By Kate Wharmby Seldman
When skin is inflamed, it’s red, swollen, sore and itchy. Other parts of your body can be inflamed, too, if they’re injured or under attack from germs. The body produces this response as a way to increase blood flow to injured areas: improved circulation helps stimulate the immune system and heal the inflamed area.
Research is still being done on inflammation’s specific effects on the body, but some doctors are now beginning to believe that inflammation can also be harmful to the body: it can cause a host of diseases, such as Alzheimer’s, cancer, Parkinson’s and heart disease. It may also turn the body against itself, as in autoimmune disorders where the body thinks its own tissues are threatening foreign bodies, and begins attacking them. Type 1 diabetes and lupus are just two of the conditions that may be caused or exacerbated by inflammation; inflamed tissue is what causes the immobility and pain of rheumatoid arthritis.
Inflammation related to a specific disease, such as arthritis, is often treated with nonsteroidal anti-inflammatory drugs, or NSAIDS, like ibuprofen. Steroids are sometimes prescribed to keep inflammation under control. Gentle exercise, stretching, and rest are also suggested, as is keeping weight in check.
Some doctors advise following what’s referred to as an anti-inflammatory diet. This is a diet low in omega-6 fatty acids, which are found in many processed foods, and high in omega-3, found in fish and walnuts, among other foods. Studies have shown that a diet high in omega-6 can stimulate the release of cytokines, cell proteins associated with inflammation. Nitrites are another cause of inflammation: processed meats such as sausages, deli meats and hot dogs contain these substances, and should be avoided. Saturated fat should be kept to a minimum – fatty foods contain arachidonic acid, too much of which can trigger an inflammatory response in the body. Refined sugar also contributes to inflammation.
It may also be necessary to avoid the nightshade family of plants: tomatoes, potatoes and eggplant are in the nightshade family, and they may worsen inflammation. These vegetables contain solanine, a chemical that can cause pain. No studies have been done that confirm these suspicions, but some people report their pain lessens if they stop eating these foods.
Berries can be great anti-inflammatory foods. They’re packed with quercetin, a phytochemical that combats inflammation, and is also found in the skin of red onions and apples.
If you believe inflammation is responsible for your health issues, the anti-inflammation diet is worth a shot. It conforms to the basic tenets of healthy eating, without being drastic or eliminating essential nutrients. Stick to lean meat; low-fat dairy; whole-grain bread, pastas and cereals; nuts and seeds; and plenty of fresh fruits and vegetables. Drink plenty of water.

_Required work_
1. According to the article on inflammation, what chemical found in nightshade vegetables can cause pain?
2. Retype the part of the article on inflammation from "Research is still" to "of rheumatoid arthritis.", keeping every word and punctuation mark unchanged.
3. In the sentence of the article on inflammation that begins "Research is still being done," which diseases are named as ones that inflammation can cause?

_Records_
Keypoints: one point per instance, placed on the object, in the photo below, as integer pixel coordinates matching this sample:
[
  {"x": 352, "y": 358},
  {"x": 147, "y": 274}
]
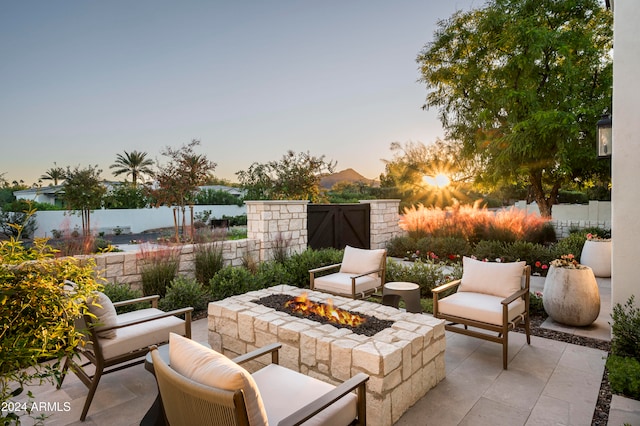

_Outputs in order_
1. Solanine.

2.
Research is still being done on inflammation’s specific effects on the body, but some doctors are now beginning to believe that inflammation can also be harmful to the body: it can cause a host of diseases, such as Alzheimer’s, cancer, Parkinson’s and heart disease. It may also turn the body against itself, as in autoimmune disorders where the body thinks its own tissues are threatening foreign bodies, and begins attacking them. Type 1 diabetes and lupus are just two of the conditions that may be caused or exacerbated by inflammation; inflamed tissue is what causes the immobility and pain of rheumatoid arthritis.

3.
- Alzheimer's
- cancer
- Parkinson's
- heart disease